# PROBLEM TO WORK ON
Please count how many of the lines below contain the string "Query", treating uppercase and lowercase as different, and reply with that number alone.

(Dataset records on object locations)

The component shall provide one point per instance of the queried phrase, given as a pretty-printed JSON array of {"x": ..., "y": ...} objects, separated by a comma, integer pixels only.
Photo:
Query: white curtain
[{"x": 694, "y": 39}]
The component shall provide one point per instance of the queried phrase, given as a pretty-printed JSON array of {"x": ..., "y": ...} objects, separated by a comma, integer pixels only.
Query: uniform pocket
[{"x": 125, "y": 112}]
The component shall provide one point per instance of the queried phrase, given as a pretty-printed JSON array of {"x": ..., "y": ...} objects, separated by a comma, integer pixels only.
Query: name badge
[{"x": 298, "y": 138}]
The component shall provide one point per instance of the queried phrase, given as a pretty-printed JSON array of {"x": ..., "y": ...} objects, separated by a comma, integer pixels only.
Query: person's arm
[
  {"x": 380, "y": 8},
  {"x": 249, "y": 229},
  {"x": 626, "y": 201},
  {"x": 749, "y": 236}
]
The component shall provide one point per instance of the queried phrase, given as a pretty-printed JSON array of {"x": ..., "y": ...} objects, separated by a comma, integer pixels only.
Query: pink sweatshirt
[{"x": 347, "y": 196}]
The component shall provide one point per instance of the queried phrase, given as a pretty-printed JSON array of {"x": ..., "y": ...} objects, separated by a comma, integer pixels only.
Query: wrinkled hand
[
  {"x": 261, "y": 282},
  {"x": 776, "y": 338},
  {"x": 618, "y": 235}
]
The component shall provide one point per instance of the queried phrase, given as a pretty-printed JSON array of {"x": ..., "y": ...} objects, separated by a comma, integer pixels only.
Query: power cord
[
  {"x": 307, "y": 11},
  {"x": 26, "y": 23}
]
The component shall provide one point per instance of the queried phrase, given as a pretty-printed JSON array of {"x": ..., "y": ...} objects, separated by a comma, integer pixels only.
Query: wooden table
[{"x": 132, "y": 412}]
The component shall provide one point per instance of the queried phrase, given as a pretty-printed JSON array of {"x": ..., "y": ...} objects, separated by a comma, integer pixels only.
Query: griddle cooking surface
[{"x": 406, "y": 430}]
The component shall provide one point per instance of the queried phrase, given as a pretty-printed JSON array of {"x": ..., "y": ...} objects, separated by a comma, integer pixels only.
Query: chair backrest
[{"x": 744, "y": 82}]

# COMPLETE OUTPUT
10